++++ Source material
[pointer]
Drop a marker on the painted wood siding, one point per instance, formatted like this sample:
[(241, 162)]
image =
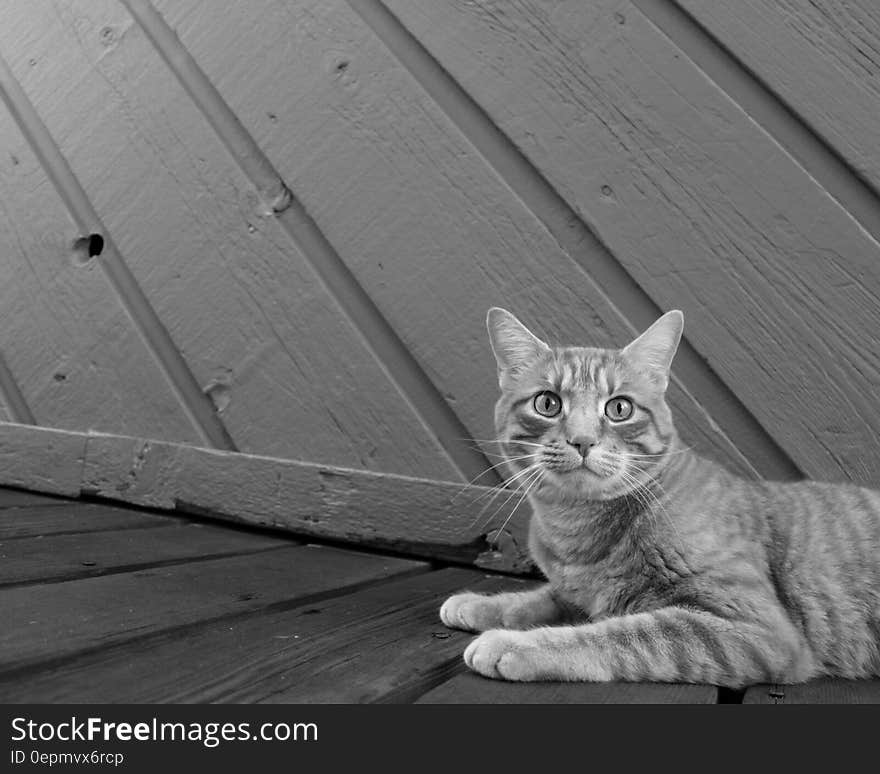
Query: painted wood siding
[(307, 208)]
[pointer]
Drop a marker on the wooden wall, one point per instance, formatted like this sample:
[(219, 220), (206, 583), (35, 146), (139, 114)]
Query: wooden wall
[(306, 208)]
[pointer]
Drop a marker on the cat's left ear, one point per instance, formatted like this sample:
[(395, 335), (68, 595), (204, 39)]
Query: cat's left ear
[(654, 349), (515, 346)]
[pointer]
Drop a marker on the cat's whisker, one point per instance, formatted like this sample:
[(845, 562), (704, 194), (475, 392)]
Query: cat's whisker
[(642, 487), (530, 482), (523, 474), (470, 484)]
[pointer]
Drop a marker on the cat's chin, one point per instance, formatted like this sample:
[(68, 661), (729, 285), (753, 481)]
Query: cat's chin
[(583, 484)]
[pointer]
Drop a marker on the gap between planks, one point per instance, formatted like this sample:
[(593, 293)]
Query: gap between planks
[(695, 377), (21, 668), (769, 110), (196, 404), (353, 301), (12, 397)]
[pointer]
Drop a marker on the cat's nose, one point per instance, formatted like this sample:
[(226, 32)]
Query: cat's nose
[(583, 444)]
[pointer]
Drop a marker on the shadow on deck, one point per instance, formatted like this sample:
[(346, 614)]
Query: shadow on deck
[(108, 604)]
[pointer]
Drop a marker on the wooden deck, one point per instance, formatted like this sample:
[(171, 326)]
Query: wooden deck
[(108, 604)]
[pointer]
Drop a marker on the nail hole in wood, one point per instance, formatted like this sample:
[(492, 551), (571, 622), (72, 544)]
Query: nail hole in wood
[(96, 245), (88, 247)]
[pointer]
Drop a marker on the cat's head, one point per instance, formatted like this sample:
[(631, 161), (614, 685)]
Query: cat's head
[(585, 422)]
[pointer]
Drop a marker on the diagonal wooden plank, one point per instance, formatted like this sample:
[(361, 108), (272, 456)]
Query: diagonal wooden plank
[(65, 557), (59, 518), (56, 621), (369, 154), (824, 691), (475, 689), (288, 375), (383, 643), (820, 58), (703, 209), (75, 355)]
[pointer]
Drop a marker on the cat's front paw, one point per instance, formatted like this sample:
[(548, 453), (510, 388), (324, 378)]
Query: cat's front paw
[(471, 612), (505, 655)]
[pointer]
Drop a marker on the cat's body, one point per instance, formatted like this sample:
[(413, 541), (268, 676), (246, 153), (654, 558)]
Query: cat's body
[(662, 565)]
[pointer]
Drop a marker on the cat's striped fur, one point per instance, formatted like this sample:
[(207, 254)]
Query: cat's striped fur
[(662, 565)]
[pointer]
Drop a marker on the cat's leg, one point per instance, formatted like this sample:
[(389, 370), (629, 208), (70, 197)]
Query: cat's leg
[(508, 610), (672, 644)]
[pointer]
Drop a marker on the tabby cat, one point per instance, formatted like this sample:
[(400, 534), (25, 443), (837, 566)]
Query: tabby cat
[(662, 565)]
++++++++
| Aim of the exercise |
Copy out every line in the records above that contains the string "whisker", treating uppercase and lowercase as different.

| Solution to this task |
Drop a marker on the cat's whisker, one point per instance, formatted like this sample:
Query: cat's whisker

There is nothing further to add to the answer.